Qué hacer:
1. Responde con el fragmento sobre el temor a la debilidad:
(a) ¿Qué pensamos equivocadamente sobre la dolencia?
(b) ¿Qué produce el aumento exponencial de la ansiedad o el dolor?
(c) ¿Cómo va y viene el malestar en las personas que no temen a la debilidad?
2. Copia sin cambios la parte del fragmento sobre el temor a la debilidad que empieza con «Pensamos equivocadamente que» y sigue hasta «que nos fastidie.».

Fragmento del texto:
"""

LA DEBILIDAD, LA GRAN MAESTRA
Muchas neuras se hallan dentro de la familia del «temor a la debilidad». Cuando estamos neuróticos, tendemos a temerle a «estar mal», «ser menos», «estar enfermo», «padecer ansiedad», «ser depresivo», «tener dolores crónicos» y, como hemos visto, ese temor produce esos síntomas: los amplifica hasta extremos increíbles.
Pensamos equivocadamente que la dolencia nos va a arruinar la vida, luchamos contra ella desde el minuto uno y ahí empieza el lío. Esa lucha es la que produce el aumento exponencial de la ansiedad, el dolor o lo que sea que nos fastidie.
Pero por el contrario, las personas que no temen a la debilidad no amplifican el malestar y éste va y viene como una brisa ligera.

"""

Registros listados en un conjunto de datos:
"""

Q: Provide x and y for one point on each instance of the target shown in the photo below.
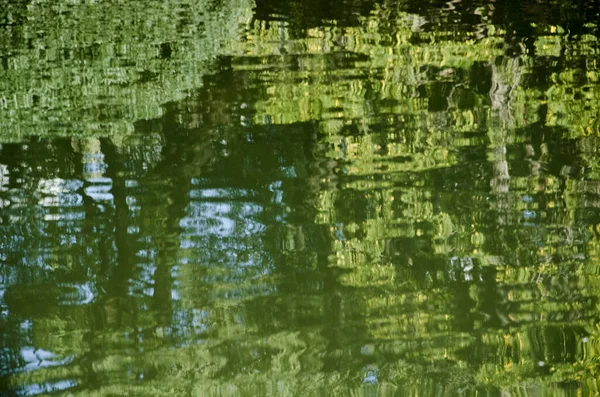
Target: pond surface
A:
(299, 198)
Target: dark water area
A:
(299, 198)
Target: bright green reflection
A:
(299, 198)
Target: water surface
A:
(299, 198)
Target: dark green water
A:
(299, 198)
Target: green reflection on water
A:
(299, 198)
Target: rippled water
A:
(298, 198)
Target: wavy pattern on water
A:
(375, 199)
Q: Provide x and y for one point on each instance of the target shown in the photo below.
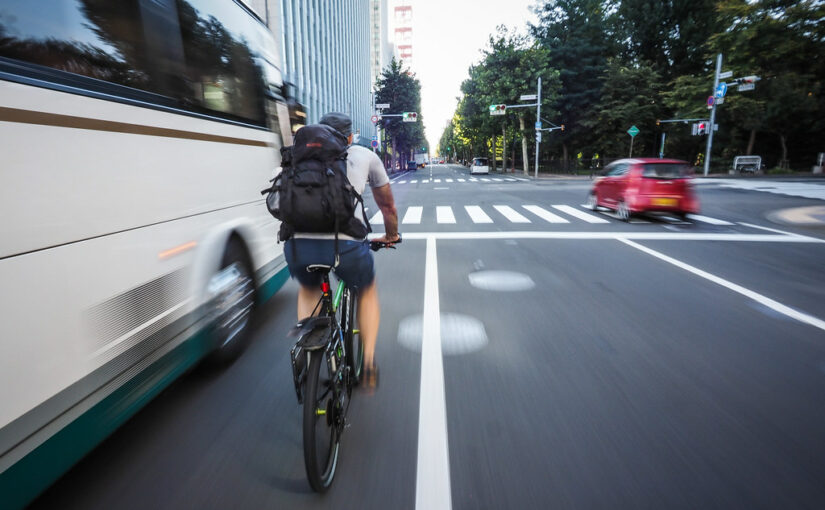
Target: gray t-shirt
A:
(363, 166)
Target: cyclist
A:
(356, 263)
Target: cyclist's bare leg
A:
(369, 317)
(307, 299)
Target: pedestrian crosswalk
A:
(456, 180)
(554, 214)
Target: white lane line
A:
(413, 215)
(477, 215)
(759, 298)
(545, 215)
(572, 211)
(596, 236)
(759, 227)
(511, 214)
(377, 219)
(707, 219)
(432, 481)
(444, 214)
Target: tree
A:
(402, 91)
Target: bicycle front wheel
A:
(321, 413)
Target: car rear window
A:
(665, 171)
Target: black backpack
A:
(312, 193)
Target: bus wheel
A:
(232, 303)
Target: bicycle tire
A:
(319, 429)
(353, 344)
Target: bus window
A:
(221, 66)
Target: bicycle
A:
(327, 339)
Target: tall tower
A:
(403, 33)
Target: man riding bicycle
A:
(355, 264)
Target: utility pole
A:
(712, 113)
(538, 130)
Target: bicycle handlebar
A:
(377, 245)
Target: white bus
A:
(135, 136)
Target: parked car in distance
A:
(641, 185)
(480, 166)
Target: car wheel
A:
(622, 211)
(592, 203)
(232, 303)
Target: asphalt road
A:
(656, 364)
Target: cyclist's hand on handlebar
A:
(385, 242)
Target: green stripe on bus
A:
(26, 479)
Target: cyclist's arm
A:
(386, 202)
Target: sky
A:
(448, 36)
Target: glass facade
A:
(326, 54)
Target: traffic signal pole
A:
(712, 113)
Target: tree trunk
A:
(524, 155)
(564, 156)
(503, 148)
(784, 163)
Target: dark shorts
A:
(355, 266)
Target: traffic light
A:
(497, 109)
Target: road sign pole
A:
(538, 118)
(713, 113)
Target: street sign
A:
(498, 109)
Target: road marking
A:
(477, 215)
(707, 219)
(444, 214)
(511, 214)
(413, 215)
(572, 211)
(544, 214)
(596, 236)
(432, 483)
(759, 298)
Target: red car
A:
(639, 185)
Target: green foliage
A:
(402, 91)
(610, 64)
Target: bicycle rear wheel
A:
(321, 412)
(352, 340)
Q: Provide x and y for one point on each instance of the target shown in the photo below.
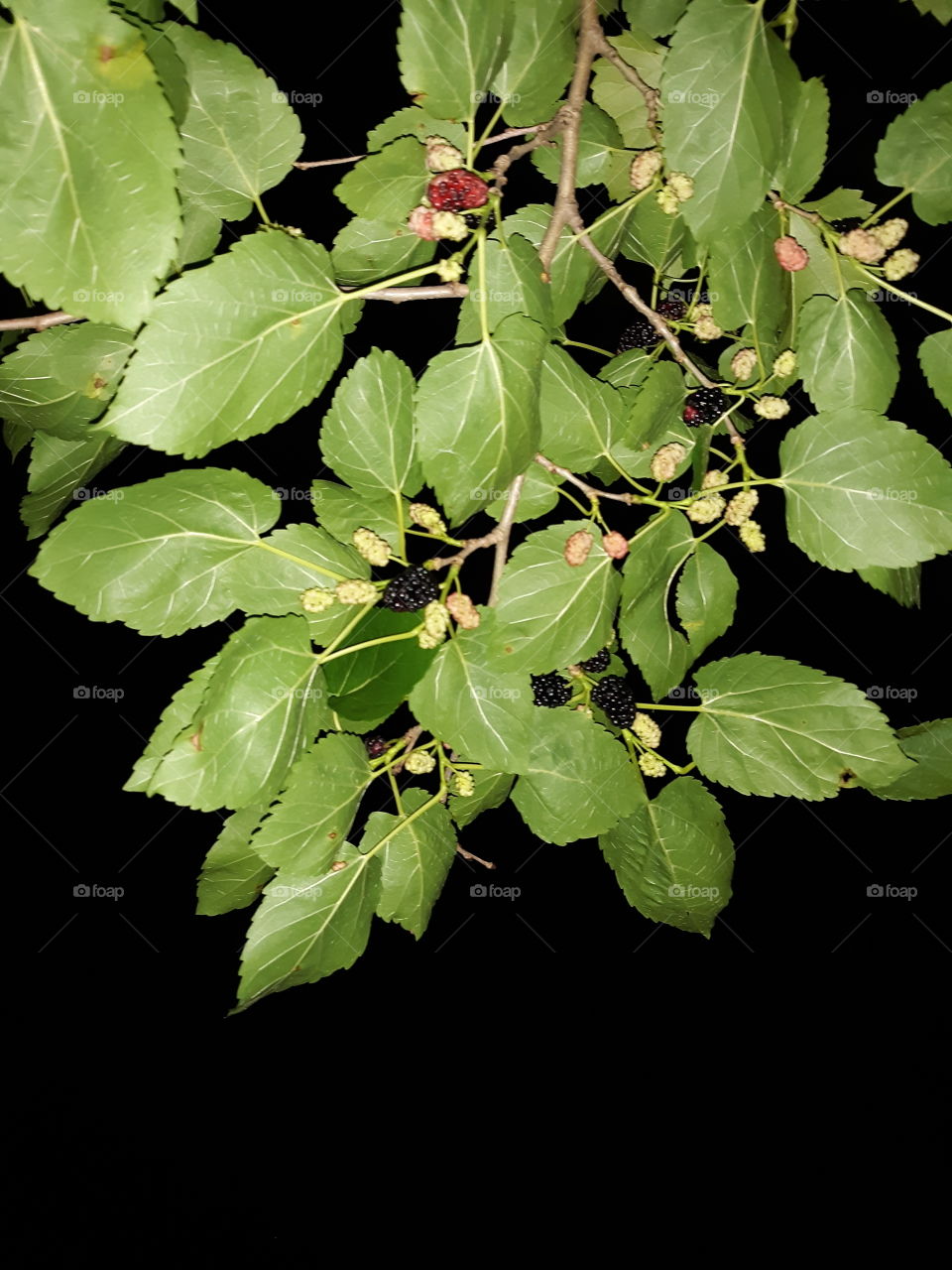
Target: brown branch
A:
(651, 94)
(788, 207)
(504, 529)
(570, 114)
(400, 295)
(468, 855)
(41, 321)
(329, 163)
(594, 494)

"""

Respuestas:
1.
(a) Que nos va a arruinar la vida.
(b) La lucha contra la dolencia desde el minuto uno.
(c) Como una brisa ligera.

2.
Pensamos equivocadamente que la dolencia nos va a arruinar la vida, luchamos contra ella desde el minuto uno y ahí empieza el lío. Esa lucha es la que produce el aumento exponencial de la ansiedad, el dolor o lo que sea que nos fastidie.